# Set task A
In the food essay below, where does Lebanon bologna come from?

Lebanon bologna is not from the Middle East but from Lebanon, Pennsylvania, in Lancaster County. It is a spicy, slightly tart salami-like cold cut with the limpness of bologna. I have never had the courage to ask what is made of but I sure it cannot be good for anyone. The way to serve it is on whole-wheat bread spread with cream cheese into which you have mashed chives, thyme, tarragon --- whatever you or your friends have in the garden. Spread the cream cheese liberally but use only one (two if sliced very thin) slice of Lebanon bologna. Make an enormous pile of these sandwiches cut in half and serve with potato salad, cole slaw or a big green salad. In the summer a large plate of sliced tomatoes is a salad in itself with nothing added.

If you feel you must make something more grill-like, spare ribs are always nice, especially if you have marinated them for a couple of days.

Some people like a tomato-based barbecue sauce, but I do not. Besides, these ribs are baked in the oven, not barbecued. I like them in what is probably a variation on teriyaki sauce.

For one side of the ribs you need one cup of olive oil, one half cup tamari sauce, about four tablespoons of honey, the juice of one lemon, fresh ground black pepper and lots and lots and lots of garlic peeled and cut in half. Let the ribs sit in this marinade as long as possible --- overnight in the refrigerator is the least, two days is the best. Then put the ribs in a roasting pan (you can either cut them into riblets or leave them in one piece and cut before serving) and put them in a slow oven --- about 300 degrees --- and leave them there, pouring off the fat from time to time, for three to four hours. What is left, as a friend of mine says, has no name. The ribs are both crisp and tender, salty, sweet, oily but not greasy and very garlicky. You gnaw on them and then throw the bones on a platter.

A finger bowl is actually appropriate here, if you want to be fancy, and so is the kind of heated washcloth you get in a Japanese restaurant. Plain old wet paper towels will do as well.

You can cook these ribs in the morning and eat them in the evening. They should not be cold (although a leftover rib for breakfast is considered heavenly by some people) but are fine lukewarm, and can be kept in a warm oven with no ill effects.

And as the sky becomes overcast and the clouds get darker, and the fumes of charcoal starter drift in your direction, you can sit down to your already cooked dinner in a safe place with the satisfaction of not having had to light a single match or get your hands all gritty with those nasty, smeary little charcoal briquettes. Furthermore, you will never in your life have to clean the grill, one of the most loathsome of kitchen chores.

Instead you are indoors while being out of doors. Your dinner is taken care of an you can concentrate on eating, which, after a long summer day, is all anybody really wants.


(Colwin died unexpectedly of a heart attack at 48 in 1992. I think her departure is a loss to all of us.)

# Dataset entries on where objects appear
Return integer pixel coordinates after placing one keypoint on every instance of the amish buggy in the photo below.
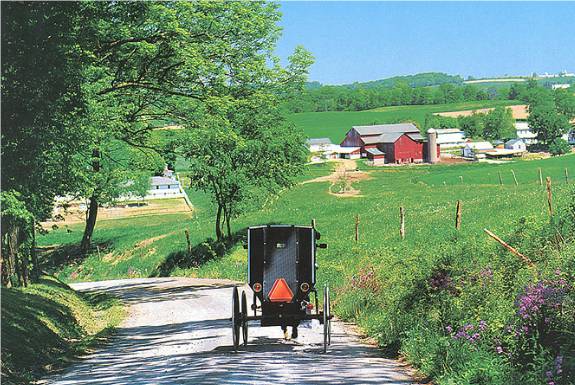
(282, 277)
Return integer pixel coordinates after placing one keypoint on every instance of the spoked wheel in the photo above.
(236, 318)
(326, 319)
(244, 318)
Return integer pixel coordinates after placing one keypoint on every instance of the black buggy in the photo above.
(282, 276)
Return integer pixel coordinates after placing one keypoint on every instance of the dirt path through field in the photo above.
(342, 179)
(178, 332)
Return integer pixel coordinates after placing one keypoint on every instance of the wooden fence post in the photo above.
(510, 248)
(458, 216)
(549, 196)
(402, 222)
(540, 177)
(514, 178)
(188, 241)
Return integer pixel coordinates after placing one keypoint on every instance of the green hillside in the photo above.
(335, 124)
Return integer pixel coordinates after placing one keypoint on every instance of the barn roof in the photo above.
(163, 181)
(318, 141)
(416, 136)
(374, 151)
(385, 129)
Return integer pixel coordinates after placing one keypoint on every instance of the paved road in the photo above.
(178, 332)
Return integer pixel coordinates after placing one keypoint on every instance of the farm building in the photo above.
(163, 187)
(516, 144)
(319, 144)
(450, 137)
(399, 143)
(524, 132)
(472, 149)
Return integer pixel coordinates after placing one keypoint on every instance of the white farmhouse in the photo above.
(163, 187)
(516, 144)
(319, 144)
(450, 137)
(524, 132)
(471, 149)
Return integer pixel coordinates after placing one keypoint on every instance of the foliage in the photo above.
(420, 89)
(47, 324)
(559, 146)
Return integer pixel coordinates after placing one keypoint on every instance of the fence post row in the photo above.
(458, 215)
(402, 222)
(549, 196)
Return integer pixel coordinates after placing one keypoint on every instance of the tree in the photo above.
(498, 124)
(472, 125)
(547, 123)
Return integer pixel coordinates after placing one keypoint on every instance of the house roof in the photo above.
(479, 145)
(448, 131)
(374, 151)
(318, 141)
(347, 150)
(163, 181)
(385, 129)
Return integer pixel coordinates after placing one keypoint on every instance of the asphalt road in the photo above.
(178, 332)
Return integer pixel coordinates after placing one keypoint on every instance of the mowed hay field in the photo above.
(335, 124)
(141, 246)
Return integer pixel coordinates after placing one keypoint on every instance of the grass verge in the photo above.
(47, 325)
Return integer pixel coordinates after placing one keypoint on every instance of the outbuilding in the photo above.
(516, 144)
(472, 149)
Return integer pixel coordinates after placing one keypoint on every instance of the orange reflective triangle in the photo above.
(280, 291)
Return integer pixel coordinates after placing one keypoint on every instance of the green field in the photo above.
(47, 324)
(380, 282)
(335, 124)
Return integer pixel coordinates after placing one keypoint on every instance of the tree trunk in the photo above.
(93, 209)
(90, 224)
(218, 223)
(35, 265)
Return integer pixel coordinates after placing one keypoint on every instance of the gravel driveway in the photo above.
(178, 332)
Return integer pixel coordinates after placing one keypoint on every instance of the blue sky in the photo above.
(361, 41)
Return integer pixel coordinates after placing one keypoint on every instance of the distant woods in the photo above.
(420, 89)
(84, 84)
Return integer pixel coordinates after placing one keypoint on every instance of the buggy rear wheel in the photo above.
(236, 318)
(326, 319)
(244, 318)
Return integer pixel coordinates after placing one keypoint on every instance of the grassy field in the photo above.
(47, 325)
(143, 246)
(334, 125)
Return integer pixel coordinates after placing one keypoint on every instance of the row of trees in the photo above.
(85, 83)
(344, 98)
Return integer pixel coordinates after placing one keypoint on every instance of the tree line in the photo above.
(86, 83)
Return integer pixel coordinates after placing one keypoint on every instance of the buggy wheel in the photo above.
(236, 318)
(326, 320)
(244, 318)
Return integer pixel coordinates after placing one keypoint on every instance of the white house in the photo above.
(319, 144)
(164, 187)
(524, 132)
(516, 144)
(450, 137)
(471, 149)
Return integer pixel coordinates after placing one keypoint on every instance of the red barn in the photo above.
(399, 143)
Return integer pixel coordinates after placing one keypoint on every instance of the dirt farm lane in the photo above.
(178, 332)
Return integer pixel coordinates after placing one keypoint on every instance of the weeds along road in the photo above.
(178, 332)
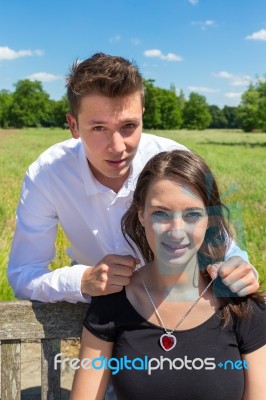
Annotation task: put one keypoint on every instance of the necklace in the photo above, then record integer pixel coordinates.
(167, 339)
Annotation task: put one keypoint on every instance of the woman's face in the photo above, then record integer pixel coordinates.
(175, 222)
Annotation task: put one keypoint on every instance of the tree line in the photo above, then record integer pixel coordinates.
(30, 106)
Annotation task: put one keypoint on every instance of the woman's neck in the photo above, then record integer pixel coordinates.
(180, 283)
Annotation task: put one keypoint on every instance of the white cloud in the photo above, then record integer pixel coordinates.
(233, 95)
(44, 77)
(223, 74)
(260, 35)
(205, 24)
(241, 81)
(235, 80)
(135, 41)
(9, 54)
(115, 39)
(202, 89)
(159, 54)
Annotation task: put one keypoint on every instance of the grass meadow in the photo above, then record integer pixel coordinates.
(237, 159)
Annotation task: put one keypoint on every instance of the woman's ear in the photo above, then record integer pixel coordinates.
(73, 126)
(141, 217)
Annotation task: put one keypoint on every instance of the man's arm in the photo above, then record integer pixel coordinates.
(33, 248)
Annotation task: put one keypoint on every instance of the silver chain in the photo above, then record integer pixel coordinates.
(184, 316)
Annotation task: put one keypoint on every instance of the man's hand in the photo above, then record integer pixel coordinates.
(238, 275)
(109, 275)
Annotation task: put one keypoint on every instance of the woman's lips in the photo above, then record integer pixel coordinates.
(175, 248)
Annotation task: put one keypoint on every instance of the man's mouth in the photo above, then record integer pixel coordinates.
(117, 163)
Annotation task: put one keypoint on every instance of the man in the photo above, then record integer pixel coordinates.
(86, 184)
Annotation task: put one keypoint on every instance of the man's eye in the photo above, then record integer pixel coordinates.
(98, 128)
(130, 126)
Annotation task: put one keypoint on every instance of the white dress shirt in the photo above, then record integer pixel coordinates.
(60, 188)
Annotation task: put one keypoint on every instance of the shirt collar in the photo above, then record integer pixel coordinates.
(94, 187)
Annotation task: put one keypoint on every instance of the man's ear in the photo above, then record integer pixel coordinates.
(141, 218)
(73, 126)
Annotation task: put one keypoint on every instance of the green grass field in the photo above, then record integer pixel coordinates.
(237, 159)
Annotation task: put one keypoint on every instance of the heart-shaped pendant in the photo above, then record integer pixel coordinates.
(168, 341)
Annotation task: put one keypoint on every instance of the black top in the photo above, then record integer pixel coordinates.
(205, 363)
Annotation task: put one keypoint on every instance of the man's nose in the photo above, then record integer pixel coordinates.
(117, 143)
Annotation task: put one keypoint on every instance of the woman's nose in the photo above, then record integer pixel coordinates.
(177, 228)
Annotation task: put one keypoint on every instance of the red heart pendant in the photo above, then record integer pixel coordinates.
(168, 341)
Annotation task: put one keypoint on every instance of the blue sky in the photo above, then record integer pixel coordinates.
(213, 47)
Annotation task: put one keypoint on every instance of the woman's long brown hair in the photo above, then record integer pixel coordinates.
(191, 171)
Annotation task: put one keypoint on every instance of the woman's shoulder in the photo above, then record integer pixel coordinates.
(251, 329)
(103, 315)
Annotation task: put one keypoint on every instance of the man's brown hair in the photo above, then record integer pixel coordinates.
(103, 74)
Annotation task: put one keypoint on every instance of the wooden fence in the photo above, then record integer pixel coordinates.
(36, 321)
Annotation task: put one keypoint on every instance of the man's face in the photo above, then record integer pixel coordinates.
(110, 130)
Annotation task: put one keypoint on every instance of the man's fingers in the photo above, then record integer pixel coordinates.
(116, 259)
(237, 275)
(244, 284)
(213, 270)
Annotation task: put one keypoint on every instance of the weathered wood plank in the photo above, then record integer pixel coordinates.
(50, 376)
(10, 370)
(37, 320)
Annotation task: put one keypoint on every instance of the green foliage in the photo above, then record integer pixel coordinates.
(232, 116)
(6, 100)
(252, 110)
(31, 105)
(152, 116)
(218, 120)
(59, 110)
(162, 109)
(171, 117)
(248, 110)
(237, 159)
(196, 113)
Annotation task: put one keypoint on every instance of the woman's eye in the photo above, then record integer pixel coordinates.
(193, 216)
(160, 214)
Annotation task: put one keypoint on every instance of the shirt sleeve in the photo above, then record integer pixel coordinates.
(33, 248)
(100, 318)
(251, 332)
(235, 250)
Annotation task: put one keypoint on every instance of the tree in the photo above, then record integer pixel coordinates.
(252, 110)
(152, 114)
(6, 101)
(59, 110)
(31, 105)
(171, 116)
(232, 116)
(181, 99)
(218, 120)
(249, 110)
(196, 114)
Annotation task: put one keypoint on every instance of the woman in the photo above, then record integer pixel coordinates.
(172, 333)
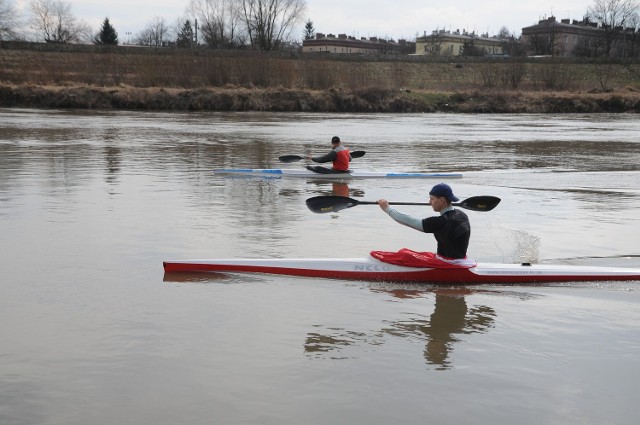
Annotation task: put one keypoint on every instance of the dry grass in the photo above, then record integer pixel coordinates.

# Set task B
Find each line in the entries above that contains the word "buggy", treating uppercase and lowercase letters as different.

# Task result A
Lebanon, Pennsylvania, in Lancaster County.

# Task result B
Return integer pixel coordinates after placing one keypoint on every instance of the amish buggy in the photo below.
Return integer pixel coordinates after placing one keypoint on every instance of the black buggy in the photo above.
Return integer pixel coordinates after placing one keypoint on every instance of the buggy rear wheel in the photo above.
Return integer pixel coordinates after placing one keypoint on every instance of the buggy wheel in the photo above.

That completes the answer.